--- Document section Enclosed Below ---

Writing in the journal Nature, leading ecologists claim that methods used to predict when species will die out are seriously flawed, and dramatically underestimate the speed at which some plants and animals will be wiped out.
The findings suggest that animals such as the western gorilla, the Sumatran tiger and the Malayan sun bear, the smallest of the bear family, may become extinct much sooner than conservationists feared.
Ecologists Brett Melbourne at the University of Colorado at Boulder and Alan Hastings at the University of California, Davis, said conservation organisations should use updated extinction models to urgently re-evaluate the risks to wildlife.
"Some species could have months instead of years left, while other species that haven't even been identified as under threat yet should be listed as endangered," said Melbourne.
The warning has particular implications for the International Union for the Conservation of Nature, which compiles an annual "red list" of endangered species. Last year, the list upgraded western gorillas to critically endangered, after populations of a subspecies were found to be decimated by Ebola virus and commercial trade in bush meat. The Yangtze river dolphin was listed as critically endangered, but is possibly already extinct.

--- End of Enclosed Document section ---

**Exercise brief:**
Extend the piece on flawed extinction forecasts, picking up right after its final sentence.

--- Record set Enclosed Below ---

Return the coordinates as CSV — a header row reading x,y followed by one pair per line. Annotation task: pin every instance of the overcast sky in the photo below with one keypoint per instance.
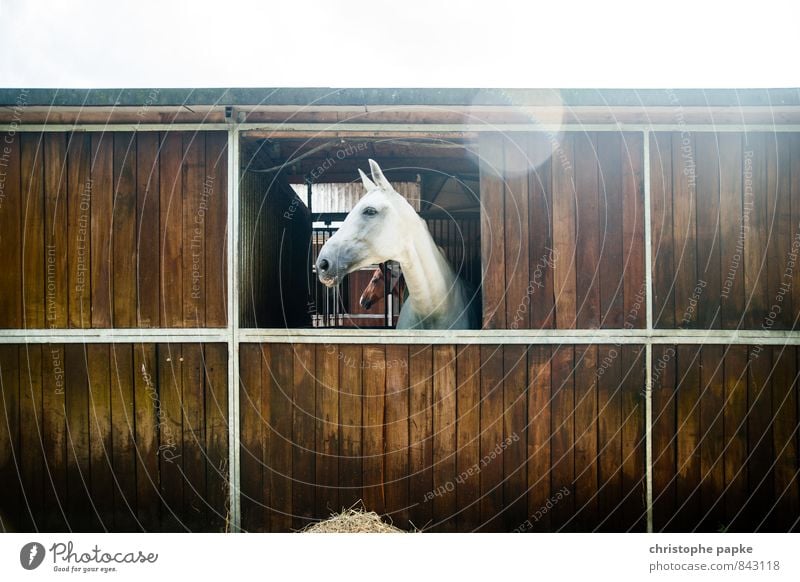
x,y
425,43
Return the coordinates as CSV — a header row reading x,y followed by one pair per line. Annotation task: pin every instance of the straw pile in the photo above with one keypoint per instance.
x,y
353,520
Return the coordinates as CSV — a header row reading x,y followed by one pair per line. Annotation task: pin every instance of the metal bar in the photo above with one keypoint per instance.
x,y
234,473
114,336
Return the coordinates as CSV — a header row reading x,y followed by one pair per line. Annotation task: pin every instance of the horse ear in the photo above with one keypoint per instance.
x,y
368,184
378,177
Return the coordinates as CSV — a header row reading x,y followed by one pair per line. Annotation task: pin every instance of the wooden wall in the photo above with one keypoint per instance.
x,y
497,430
562,231
725,214
114,229
725,438
120,437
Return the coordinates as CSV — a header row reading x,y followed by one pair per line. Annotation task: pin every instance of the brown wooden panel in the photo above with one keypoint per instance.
x,y
123,437
13,200
444,438
33,219
147,230
216,436
79,221
101,228
491,473
303,435
148,407
662,230
55,229
420,461
124,230
493,231
170,235
216,217
587,233
468,424
252,454
540,229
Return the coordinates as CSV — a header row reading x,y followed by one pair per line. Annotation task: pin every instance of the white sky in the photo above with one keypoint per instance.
x,y
402,43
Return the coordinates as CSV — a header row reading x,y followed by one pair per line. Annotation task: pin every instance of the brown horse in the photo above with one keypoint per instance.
x,y
375,291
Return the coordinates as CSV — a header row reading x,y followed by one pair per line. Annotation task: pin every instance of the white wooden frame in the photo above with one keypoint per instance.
x,y
233,336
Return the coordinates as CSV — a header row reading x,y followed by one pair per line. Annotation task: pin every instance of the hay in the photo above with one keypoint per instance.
x,y
353,520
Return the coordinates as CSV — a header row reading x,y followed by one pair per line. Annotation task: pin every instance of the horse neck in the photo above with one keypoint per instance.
x,y
428,276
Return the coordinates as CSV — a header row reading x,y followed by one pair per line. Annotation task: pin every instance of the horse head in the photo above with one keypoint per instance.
x,y
375,231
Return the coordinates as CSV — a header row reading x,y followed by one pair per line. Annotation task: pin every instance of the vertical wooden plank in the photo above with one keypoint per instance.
x,y
101,226
280,440
609,436
540,230
491,469
732,231
708,227
54,433
688,440
170,437
216,433
55,229
327,431
123,437
147,405
303,436
32,171
610,266
564,232
194,232
735,441
664,435
662,233
492,230
170,188
712,412
216,200
420,430
80,511
633,230
784,512
444,437
11,494
79,195
124,230
755,212
102,490
633,441
12,204
252,460
468,425
374,382
539,437
761,455
517,280
147,229
193,435
586,437
779,248
31,454
515,429
587,232
562,451
684,182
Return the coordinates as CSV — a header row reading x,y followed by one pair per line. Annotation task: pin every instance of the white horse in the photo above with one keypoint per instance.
x,y
382,227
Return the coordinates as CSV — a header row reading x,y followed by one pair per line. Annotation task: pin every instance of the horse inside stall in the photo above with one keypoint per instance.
x,y
382,227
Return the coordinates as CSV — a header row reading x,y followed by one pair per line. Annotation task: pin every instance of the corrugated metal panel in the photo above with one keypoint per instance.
x,y
334,197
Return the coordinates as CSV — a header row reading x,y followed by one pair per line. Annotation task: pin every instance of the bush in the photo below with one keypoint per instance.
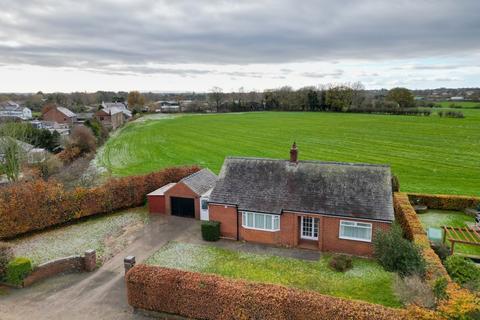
x,y
397,254
18,269
440,288
211,230
413,290
341,263
463,270
442,251
6,254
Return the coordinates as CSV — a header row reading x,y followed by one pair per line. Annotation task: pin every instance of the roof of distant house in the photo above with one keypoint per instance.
x,y
66,112
330,188
201,181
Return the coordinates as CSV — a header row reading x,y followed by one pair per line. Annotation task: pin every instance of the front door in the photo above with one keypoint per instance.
x,y
309,228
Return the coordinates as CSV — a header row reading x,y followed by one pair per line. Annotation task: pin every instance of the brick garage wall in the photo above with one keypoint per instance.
x,y
201,296
182,191
227,216
61,266
330,240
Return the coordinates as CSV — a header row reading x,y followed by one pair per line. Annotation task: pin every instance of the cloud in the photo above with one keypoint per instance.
x,y
101,33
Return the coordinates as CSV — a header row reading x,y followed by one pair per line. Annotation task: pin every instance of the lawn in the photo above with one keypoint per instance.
x,y
438,218
366,281
429,154
107,234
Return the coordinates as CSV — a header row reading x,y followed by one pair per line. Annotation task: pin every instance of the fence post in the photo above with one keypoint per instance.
x,y
128,263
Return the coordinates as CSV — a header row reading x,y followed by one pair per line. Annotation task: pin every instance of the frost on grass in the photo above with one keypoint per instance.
x,y
75,239
184,256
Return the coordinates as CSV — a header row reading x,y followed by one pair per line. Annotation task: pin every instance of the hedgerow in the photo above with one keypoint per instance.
x,y
445,202
203,296
34,205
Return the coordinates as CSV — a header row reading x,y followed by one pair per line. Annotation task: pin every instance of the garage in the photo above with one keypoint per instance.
x,y
183,207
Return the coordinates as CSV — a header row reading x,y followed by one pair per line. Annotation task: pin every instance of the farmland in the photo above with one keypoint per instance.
x,y
428,154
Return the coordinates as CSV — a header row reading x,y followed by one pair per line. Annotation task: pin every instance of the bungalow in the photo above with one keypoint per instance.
x,y
327,206
186,198
60,115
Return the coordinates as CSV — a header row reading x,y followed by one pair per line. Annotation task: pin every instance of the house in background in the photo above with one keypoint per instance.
x,y
327,206
60,115
12,109
186,198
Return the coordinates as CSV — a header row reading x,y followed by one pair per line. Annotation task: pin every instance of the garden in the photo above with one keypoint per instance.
x,y
366,280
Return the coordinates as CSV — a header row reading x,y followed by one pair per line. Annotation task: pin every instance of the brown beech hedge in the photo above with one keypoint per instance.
x,y
29,206
203,296
445,202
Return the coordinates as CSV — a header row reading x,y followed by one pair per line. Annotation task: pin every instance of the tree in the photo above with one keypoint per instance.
x,y
135,100
216,97
402,96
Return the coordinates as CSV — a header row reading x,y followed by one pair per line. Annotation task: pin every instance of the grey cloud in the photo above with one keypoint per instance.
x,y
105,32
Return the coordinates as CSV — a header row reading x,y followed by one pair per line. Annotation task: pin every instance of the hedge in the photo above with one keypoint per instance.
x,y
35,205
17,270
459,302
202,296
211,230
445,202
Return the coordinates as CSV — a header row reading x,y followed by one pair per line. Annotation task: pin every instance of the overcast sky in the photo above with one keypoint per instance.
x,y
193,45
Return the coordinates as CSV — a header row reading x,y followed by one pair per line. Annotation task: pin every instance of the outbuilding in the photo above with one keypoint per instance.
x,y
186,198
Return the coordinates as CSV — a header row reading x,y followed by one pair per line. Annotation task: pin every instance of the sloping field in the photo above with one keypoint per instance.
x,y
429,154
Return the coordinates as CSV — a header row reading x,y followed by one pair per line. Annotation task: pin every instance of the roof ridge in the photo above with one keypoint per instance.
x,y
358,164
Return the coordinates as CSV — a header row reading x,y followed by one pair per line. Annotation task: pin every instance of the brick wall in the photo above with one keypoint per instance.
x,y
181,190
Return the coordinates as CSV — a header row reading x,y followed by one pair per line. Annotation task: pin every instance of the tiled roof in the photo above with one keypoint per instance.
x,y
201,181
331,188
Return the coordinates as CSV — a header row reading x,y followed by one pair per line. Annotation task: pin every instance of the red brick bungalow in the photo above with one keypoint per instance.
x,y
327,206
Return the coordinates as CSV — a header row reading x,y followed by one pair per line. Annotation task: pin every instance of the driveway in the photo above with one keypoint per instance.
x,y
101,294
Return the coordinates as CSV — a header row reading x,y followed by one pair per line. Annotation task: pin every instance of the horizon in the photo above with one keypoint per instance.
x,y
192,46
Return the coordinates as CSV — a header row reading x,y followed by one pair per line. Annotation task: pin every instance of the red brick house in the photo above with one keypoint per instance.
x,y
186,198
327,206
60,115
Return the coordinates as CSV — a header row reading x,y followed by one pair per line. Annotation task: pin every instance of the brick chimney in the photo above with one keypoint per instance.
x,y
294,153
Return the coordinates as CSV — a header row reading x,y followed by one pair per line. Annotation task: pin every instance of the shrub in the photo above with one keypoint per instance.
x,y
340,263
6,254
18,269
440,288
211,230
442,250
397,254
463,270
413,290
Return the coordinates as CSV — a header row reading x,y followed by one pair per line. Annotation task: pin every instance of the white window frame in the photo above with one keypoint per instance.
x,y
266,216
351,223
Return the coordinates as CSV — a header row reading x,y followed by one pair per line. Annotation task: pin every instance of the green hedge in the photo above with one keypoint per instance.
x,y
18,269
211,230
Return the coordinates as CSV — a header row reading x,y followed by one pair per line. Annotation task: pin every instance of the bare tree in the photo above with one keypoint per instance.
x,y
216,97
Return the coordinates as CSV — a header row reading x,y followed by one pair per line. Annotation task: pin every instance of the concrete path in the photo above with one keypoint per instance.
x,y
102,294
97,295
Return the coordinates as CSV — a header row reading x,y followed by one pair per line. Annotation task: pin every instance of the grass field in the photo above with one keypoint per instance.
x,y
429,154
439,218
365,281
463,104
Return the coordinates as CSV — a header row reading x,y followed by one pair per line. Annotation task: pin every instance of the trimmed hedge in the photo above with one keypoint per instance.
x,y
17,270
203,296
211,230
35,205
445,202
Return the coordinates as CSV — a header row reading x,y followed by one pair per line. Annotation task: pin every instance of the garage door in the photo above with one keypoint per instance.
x,y
183,207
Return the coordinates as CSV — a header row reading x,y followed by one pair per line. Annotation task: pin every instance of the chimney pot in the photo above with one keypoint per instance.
x,y
294,153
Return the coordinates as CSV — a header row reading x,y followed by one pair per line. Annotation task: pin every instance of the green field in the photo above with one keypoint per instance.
x,y
429,154
463,104
366,281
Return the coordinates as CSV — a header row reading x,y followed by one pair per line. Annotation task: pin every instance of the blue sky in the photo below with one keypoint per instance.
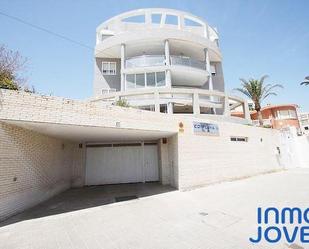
x,y
256,38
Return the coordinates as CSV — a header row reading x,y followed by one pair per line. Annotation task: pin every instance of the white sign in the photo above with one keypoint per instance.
x,y
205,129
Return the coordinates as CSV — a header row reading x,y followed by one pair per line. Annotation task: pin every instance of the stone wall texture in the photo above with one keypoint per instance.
x,y
33,168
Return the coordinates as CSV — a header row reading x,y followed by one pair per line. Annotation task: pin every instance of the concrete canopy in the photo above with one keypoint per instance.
x,y
82,133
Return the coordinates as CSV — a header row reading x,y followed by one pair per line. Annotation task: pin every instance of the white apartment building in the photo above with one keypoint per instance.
x,y
177,131
162,60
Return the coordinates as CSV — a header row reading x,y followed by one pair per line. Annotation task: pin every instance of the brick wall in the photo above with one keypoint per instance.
x,y
209,159
33,168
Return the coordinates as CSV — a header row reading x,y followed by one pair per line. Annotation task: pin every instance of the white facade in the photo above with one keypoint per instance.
x,y
162,60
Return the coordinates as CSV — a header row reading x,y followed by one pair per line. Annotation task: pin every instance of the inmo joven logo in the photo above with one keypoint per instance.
x,y
286,224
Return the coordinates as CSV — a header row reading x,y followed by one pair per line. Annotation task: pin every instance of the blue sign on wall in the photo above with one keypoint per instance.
x,y
205,129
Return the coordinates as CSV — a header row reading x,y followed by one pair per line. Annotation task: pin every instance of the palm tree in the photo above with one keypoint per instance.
x,y
306,81
257,91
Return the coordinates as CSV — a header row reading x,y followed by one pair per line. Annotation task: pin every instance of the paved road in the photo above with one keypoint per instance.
x,y
221,216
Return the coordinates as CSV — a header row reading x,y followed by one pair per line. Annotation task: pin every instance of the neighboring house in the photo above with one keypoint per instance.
x,y
161,60
304,122
275,116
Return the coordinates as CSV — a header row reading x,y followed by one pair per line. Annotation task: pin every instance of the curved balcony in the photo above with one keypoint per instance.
x,y
187,61
180,100
145,61
159,60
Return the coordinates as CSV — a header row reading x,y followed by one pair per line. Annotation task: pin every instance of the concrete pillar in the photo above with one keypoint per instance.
x,y
123,61
181,22
167,53
246,110
196,104
168,78
156,101
227,111
207,61
170,108
206,31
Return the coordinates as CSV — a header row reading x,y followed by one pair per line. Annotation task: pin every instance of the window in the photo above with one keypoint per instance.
x,y
140,80
156,18
239,139
155,79
151,79
135,19
130,79
160,78
171,19
286,114
108,68
190,22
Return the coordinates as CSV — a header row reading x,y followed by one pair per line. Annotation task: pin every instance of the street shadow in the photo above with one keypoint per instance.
x,y
76,199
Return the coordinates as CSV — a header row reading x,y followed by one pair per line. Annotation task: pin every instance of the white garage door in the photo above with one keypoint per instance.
x,y
111,164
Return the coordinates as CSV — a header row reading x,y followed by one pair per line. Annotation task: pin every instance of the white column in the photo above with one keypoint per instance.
x,y
227,110
156,101
246,110
168,78
196,104
123,58
167,52
207,61
170,108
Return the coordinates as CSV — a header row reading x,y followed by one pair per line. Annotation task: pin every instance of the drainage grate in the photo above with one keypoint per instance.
x,y
125,198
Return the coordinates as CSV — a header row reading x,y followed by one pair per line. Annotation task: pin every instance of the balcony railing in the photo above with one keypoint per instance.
x,y
187,61
145,61
159,60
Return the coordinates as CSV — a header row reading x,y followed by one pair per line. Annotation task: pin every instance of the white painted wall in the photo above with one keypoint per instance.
x,y
296,148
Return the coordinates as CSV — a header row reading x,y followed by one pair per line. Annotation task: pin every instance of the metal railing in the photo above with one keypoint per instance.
x,y
108,90
187,61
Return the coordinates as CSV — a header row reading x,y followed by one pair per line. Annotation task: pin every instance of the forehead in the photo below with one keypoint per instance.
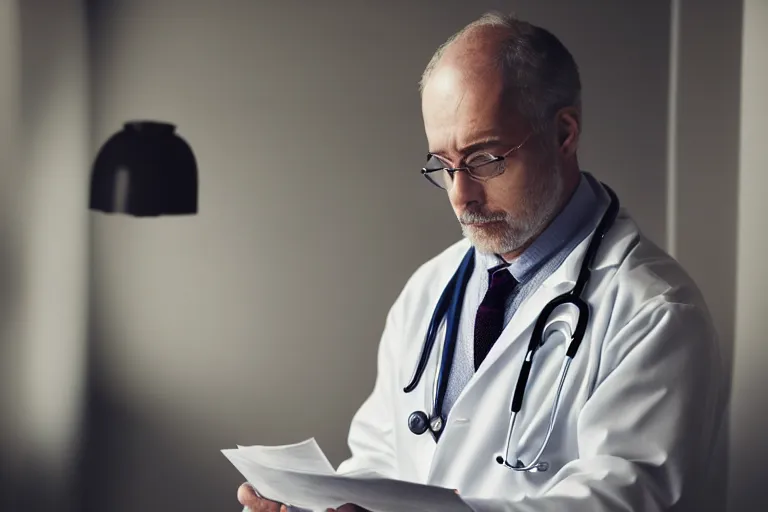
x,y
462,106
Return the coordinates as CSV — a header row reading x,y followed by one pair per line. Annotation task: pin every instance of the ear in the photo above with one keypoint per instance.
x,y
568,131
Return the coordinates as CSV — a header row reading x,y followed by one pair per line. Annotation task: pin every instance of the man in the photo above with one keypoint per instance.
x,y
639,405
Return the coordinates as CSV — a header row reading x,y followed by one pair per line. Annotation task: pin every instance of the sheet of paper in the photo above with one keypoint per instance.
x,y
301,475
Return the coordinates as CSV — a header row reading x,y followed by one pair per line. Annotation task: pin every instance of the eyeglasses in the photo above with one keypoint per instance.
x,y
480,167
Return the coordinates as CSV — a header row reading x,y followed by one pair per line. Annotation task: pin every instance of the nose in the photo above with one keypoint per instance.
x,y
465,190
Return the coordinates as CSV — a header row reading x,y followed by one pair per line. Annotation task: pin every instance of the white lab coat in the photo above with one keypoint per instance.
x,y
640,411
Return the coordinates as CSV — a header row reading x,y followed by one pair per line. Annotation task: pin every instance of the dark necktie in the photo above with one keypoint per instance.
x,y
489,321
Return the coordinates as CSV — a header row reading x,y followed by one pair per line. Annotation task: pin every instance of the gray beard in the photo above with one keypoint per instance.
x,y
539,208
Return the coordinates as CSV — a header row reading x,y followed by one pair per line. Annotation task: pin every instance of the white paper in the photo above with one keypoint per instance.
x,y
301,475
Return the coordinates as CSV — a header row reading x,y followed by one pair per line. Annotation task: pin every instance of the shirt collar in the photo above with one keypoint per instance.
x,y
579,209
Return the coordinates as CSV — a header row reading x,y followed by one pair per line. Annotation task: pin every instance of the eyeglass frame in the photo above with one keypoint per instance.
x,y
468,168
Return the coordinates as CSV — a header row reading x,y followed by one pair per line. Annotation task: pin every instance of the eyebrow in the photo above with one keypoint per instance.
x,y
477,146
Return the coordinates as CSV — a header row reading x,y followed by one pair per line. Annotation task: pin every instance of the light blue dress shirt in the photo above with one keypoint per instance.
x,y
574,223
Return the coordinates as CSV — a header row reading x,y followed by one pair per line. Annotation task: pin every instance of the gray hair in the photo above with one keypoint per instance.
x,y
539,72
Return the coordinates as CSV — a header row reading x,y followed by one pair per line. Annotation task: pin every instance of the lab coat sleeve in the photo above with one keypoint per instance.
x,y
371,434
649,425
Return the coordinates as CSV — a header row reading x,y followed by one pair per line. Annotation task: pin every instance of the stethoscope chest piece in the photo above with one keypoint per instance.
x,y
418,423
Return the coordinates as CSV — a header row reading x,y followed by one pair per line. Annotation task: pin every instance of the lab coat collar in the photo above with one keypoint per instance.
x,y
567,273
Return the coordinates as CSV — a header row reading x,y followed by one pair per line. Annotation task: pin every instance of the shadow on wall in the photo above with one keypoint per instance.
x,y
11,478
135,450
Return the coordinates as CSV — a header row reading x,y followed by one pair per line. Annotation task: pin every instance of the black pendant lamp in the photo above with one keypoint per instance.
x,y
145,170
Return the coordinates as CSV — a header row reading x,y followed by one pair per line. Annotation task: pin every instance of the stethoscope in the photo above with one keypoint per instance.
x,y
449,306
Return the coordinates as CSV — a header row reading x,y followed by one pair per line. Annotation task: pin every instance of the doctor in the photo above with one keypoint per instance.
x,y
607,399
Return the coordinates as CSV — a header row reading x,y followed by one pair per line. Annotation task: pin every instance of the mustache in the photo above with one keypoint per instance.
x,y
479,217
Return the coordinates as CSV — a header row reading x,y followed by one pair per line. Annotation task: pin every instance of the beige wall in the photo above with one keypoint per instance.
x,y
257,321
749,423
43,251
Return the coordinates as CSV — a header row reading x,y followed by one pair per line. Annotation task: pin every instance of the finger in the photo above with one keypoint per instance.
x,y
255,503
246,495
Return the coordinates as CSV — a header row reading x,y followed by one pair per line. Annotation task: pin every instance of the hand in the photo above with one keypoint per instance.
x,y
248,498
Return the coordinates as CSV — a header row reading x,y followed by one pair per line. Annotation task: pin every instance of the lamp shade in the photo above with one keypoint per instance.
x,y
145,170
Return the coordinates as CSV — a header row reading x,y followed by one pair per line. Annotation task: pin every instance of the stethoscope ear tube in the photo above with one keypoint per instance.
x,y
443,304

--- End of Enclosed Record set ---

**Result for this task:**
The researchers analysed mathematical models used to predict extinction risks and found that while they included some factors that are crucial to predicting a species' survival, they overlooked others. For example, models took into account that some animals might die from rare accidents, such as falling out of a tree. They also included chance environmental threats, such as sudden heatwaves or rain storms that could kill animals off.
But Melbourne and Hastings highlighted two other factors that extinction models fail to include, the first being the proportion of males to females in a population, the second the difference in reproductive success between individuals in the group. When they factored these into risk assessments for species, they found the danger of them becoming extinct rose substantially.
"The older models could be severely overestimating the time to extinction. Some species could go extinct 100 times sooner than we expect," Melbourne said.
The researchers showed that the missing factors - the number of males to females, and variations in the number of offspring - were capable of causing unexpected, large swings in the size of a population, sometimes causing it to grow, but also increasing the risk that a population could crash and become extinct.
To test the new models, Melbourne's team studied populations of beetles in the laboratory. "The results showed the old models misdiagnosed the importance of different types of randomness, much like miscalculating the odds in an unfamiliar game of cards because you didn't know the rules," he said.
For some endangered species, such as mountain gorillas, conservationists could collect data on specific individuals and plug them into models to predict their chances of survival. "For many other species, like stocks of marine fish, the best biologists can do is to measure abundances and population fluctuations," Melbourne added.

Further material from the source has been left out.